AIM OF THE TASK:
Please copy the material below word for word, omitting the pictures.

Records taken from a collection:
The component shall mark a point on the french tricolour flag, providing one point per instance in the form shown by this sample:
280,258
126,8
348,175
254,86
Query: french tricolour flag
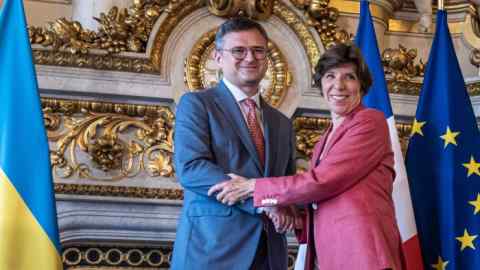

THE REPLY:
The component shall mark a point on the french tricolour flag, providing one point per instance in the form shown by this sample:
280,258
126,8
348,175
254,86
Query: french tricolour flag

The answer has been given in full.